(Records of object pointing data)
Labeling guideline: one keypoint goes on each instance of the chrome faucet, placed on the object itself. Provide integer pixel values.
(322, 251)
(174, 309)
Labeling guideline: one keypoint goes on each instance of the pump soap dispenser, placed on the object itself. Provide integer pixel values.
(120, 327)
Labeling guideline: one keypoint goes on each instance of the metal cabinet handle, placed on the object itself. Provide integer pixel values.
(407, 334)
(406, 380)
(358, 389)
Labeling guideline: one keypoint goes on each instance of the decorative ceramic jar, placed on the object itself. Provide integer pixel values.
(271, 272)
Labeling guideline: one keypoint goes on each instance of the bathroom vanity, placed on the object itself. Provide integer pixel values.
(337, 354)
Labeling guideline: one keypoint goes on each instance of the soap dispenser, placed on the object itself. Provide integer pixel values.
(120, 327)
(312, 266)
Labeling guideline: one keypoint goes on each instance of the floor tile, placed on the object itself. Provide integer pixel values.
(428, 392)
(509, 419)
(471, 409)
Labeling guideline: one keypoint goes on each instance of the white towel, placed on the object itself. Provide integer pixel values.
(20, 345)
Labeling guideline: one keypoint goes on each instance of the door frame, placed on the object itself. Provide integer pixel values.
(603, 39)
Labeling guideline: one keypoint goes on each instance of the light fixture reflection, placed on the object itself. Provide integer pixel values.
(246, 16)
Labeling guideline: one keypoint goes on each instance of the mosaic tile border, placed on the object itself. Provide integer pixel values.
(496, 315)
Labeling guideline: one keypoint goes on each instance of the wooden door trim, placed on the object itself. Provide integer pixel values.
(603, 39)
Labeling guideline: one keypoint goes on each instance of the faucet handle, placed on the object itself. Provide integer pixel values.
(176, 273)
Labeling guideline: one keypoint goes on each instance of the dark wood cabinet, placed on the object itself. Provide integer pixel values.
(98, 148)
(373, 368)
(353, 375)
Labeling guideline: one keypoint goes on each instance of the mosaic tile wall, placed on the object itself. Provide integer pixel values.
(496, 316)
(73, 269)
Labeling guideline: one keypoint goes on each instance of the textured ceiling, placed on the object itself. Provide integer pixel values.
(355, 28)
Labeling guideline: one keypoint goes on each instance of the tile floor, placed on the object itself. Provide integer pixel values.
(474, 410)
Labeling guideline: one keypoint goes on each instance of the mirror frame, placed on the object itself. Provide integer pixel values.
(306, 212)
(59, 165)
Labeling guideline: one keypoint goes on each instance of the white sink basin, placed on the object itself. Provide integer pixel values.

*Problem details:*
Output, without any alteration, the lines starting at the line that contains "of the mirror" and ending at the end of the records, with both ends included.

*Output below:*
Labeling guideline: one keypoint goes on each instance of the mirror frame, placed on the object itself. Provide integer pixel values.
(306, 212)
(59, 165)
Labeling guideline: one keypoint goes on each instance of the white sink basin, placed on the object itself. Provide integer pixel values.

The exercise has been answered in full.